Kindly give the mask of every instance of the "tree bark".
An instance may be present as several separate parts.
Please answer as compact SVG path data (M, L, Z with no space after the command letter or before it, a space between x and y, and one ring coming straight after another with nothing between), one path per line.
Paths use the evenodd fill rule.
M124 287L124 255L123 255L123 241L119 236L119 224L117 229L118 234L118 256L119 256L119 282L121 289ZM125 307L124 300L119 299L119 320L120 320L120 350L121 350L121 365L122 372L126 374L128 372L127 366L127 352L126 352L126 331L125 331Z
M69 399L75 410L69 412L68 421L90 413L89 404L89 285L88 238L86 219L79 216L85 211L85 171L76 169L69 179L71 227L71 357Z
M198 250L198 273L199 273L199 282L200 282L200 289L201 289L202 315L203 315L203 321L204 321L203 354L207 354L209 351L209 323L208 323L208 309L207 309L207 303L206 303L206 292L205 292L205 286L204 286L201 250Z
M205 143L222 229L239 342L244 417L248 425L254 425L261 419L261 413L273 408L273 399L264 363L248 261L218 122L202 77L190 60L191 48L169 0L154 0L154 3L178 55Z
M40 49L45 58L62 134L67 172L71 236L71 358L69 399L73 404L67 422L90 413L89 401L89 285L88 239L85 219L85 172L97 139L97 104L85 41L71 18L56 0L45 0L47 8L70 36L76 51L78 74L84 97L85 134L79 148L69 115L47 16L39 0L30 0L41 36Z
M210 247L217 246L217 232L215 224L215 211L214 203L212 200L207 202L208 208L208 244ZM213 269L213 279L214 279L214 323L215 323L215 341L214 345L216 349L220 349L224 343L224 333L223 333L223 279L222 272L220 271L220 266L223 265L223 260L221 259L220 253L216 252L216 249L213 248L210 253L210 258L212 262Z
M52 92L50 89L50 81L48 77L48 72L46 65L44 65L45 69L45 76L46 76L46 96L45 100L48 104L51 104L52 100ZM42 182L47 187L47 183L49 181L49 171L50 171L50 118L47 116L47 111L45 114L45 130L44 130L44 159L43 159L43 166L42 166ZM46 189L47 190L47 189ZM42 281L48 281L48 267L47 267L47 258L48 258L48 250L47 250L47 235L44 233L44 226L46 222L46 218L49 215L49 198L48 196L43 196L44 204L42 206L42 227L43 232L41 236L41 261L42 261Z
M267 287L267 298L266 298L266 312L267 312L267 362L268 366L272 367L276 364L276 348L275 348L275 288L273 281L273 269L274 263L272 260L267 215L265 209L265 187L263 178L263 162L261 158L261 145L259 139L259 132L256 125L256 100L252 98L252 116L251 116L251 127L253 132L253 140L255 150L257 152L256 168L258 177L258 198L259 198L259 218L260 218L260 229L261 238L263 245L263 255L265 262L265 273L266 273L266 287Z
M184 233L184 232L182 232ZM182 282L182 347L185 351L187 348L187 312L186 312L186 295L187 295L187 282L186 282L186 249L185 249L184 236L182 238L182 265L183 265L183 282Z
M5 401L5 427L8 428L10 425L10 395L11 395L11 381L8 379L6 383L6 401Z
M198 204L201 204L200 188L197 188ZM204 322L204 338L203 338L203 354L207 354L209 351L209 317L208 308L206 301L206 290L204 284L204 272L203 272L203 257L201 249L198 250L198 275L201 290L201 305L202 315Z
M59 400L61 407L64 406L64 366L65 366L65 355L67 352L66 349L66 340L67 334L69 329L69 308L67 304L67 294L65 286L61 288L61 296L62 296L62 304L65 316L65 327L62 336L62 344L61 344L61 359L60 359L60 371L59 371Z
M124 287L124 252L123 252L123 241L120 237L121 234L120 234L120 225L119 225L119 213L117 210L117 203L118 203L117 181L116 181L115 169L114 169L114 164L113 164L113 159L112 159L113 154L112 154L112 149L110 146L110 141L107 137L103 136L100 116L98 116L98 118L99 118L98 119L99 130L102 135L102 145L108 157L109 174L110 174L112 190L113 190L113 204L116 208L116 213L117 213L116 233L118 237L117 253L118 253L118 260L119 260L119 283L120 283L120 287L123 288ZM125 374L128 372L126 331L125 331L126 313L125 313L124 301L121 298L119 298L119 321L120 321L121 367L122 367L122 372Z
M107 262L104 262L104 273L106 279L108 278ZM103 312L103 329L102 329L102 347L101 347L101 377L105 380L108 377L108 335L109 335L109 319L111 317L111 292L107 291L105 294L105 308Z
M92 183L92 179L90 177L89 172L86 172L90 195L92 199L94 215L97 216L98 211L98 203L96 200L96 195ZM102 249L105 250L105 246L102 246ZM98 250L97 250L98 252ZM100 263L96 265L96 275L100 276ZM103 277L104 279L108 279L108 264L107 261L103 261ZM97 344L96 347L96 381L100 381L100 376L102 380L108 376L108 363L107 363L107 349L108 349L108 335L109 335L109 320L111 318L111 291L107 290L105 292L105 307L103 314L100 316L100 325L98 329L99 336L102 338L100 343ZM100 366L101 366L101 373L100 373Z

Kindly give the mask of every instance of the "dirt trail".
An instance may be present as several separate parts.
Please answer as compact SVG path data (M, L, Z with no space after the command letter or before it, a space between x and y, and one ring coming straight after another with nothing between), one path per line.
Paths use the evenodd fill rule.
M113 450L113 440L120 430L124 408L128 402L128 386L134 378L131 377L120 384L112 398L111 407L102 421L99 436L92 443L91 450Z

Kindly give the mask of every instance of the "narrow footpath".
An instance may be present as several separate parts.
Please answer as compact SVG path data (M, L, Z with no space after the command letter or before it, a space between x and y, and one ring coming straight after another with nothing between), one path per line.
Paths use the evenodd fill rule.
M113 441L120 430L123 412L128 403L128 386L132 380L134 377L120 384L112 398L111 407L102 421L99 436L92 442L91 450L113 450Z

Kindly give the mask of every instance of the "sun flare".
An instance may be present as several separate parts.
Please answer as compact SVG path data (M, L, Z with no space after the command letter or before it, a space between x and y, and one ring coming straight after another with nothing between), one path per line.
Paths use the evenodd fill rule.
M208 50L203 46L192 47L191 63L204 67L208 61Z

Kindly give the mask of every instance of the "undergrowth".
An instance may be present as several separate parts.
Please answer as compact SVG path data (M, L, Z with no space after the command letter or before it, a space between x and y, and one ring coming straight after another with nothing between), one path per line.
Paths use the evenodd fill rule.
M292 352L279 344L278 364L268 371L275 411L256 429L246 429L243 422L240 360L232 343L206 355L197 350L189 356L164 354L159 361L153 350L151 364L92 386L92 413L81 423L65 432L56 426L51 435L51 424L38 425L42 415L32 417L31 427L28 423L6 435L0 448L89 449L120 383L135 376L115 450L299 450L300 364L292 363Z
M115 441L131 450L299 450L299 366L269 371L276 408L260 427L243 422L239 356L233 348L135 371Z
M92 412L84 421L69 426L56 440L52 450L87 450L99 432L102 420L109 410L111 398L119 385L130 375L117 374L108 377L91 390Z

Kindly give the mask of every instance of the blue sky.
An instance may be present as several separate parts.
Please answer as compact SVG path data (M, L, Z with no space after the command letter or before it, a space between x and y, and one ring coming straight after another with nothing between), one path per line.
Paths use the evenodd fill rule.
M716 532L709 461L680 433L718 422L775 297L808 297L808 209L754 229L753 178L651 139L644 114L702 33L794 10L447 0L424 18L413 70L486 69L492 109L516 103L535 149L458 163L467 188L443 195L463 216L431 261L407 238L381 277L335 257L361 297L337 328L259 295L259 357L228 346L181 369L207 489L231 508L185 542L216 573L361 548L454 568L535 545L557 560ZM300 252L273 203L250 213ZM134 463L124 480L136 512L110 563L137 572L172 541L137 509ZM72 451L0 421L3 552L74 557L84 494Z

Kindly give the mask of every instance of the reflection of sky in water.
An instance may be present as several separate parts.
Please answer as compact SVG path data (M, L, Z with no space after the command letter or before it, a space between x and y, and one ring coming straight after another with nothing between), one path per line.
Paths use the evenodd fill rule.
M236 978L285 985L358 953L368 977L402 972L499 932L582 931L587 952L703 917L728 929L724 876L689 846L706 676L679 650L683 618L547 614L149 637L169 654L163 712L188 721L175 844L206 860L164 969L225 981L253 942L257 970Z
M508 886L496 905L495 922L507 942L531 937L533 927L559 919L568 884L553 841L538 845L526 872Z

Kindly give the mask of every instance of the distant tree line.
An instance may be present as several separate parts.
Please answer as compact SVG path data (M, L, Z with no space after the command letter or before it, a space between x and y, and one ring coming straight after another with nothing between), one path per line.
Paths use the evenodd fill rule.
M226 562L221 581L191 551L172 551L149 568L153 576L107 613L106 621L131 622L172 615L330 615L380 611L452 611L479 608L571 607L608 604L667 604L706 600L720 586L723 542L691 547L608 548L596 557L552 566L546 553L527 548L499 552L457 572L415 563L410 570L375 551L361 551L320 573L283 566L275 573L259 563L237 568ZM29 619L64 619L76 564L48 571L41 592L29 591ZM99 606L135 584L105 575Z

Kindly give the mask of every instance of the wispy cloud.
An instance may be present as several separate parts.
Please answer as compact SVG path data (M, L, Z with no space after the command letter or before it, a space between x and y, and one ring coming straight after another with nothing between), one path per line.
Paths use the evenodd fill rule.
======
■ **Aim of the exercise**: Which lines of the listing contain the word "tree"? Copy each of them.

■ **Exercise result**:
Kindly give the mask of every instance of the "tree bark".
Kindly give the mask of every instance of the distant tree line.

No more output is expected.